課題の指示: 課題文の「大阪教育大学大学院教育学研究科実践学校教育専攻」で始まる段落を、主な事実を保ったまま箇条書きに書き改めなさい。

課題文:
---------------------------------------------------------------------------------------------------------------------------------------日本教育経営学会「実践研究賞」

 

夜間大学院のスクールリーダー教育の実践
―大阪教育大学スクールリーダー・プロジェクトの実験―

 スクールリーダー・プロジェクトは、大阪教育大学を拠点に大学・学校・教育委員会とコラボレーションしながらスクールリーダー教育の構築に取り組んできた。スクールリーダー・フォーラムと夜間大学院におけるスクールリーダー教育が車の両輪となって、教師の学習コミュニティを創り出してきた。この度、夜間大学院の教育実践研究が、フォーラム事業(2012年)に続いて、日本教育経営学会「実践研究賞」を受賞した。受賞対象図書は『ひらく 教師の学習コミュニティ―夜間大学院のスクールリーダー教育』で、夜間大学院スクールリーダー・コースの教授スタッフと現職教員院生・修了生が自分たちの教育実践と学習活動を省察した論稿を総合編集したものである。

 大阪教育大学大学院教育学研究科実践学校教育専攻(夜間大学院と略)は1996年創設以来、現職教員を対象とした実践的・臨床的教育を行ってきたが、2002年以降スクールリーダー教育の取り組みを重ねて、2007年に教師教育の高度化・重点化のために三コース制(スクールリーダー・コース、教職ファシリテーター・コース、授業実践者コース)に再編した。この時点で、入学定員は30名、専任教員25名と非常勤講師8名の教育組織であった。夜間大学院スクールリーダー・コース(SLC)は、2015年に連合教職実践研究科学校マネジメントコース(SMC)(連合教職大学院)へと再編改組され、実践を再構築している。

 夜間大学院におけるスクールリーダー教育は次のように制度設計されている。
①教育学研究科の枠内で実践的研究力と実践的指導力の育成を目的とする。
②「広領域多選択型」カリキュラムの伝統をふまえてコース編成する。
③コース専門科目を内容領域ではなく方法論的に編成し、「理論と方法」「ケーススタディ」「プロジェクト」「インターンシップ」(授業科目名:学校マネジメント学、学校評価、学校づくり、スクールリーダー・インターンシップ)という4科目構成とする。

記録データ:
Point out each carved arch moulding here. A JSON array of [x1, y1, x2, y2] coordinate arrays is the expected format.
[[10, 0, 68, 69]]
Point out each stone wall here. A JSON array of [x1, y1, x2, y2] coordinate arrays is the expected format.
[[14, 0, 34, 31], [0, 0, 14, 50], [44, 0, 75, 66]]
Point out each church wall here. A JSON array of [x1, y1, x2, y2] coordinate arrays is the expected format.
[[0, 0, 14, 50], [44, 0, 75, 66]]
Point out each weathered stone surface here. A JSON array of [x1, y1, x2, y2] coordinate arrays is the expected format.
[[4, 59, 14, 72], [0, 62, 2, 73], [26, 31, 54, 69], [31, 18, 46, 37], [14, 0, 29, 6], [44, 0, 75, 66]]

解答例:
・大阪教育大学大学院教育学研究科実践学校教育専攻(夜間大学院)は1996年に創設され、現職教員を対象に実践的・臨床的教育を行ってきた。
・2002年以降、スクールリーダー教育の取り組みを重ねた。
・2007年、教師教育の高度化・重点化のため、スクールリーダー・コース、教職ファシリテーター・コース、授業実践者コースの三コース制に再編した。
・その時点の教育組織は、入学定員30名、専任教員25名、非常勤講師8名であった。
・スクールリーダー・コース(SLC)は、2015年に連合教職実践研究科学校マネジメントコース(SMC)(連合教職大学院)へ再編改組され、実践を再構築している。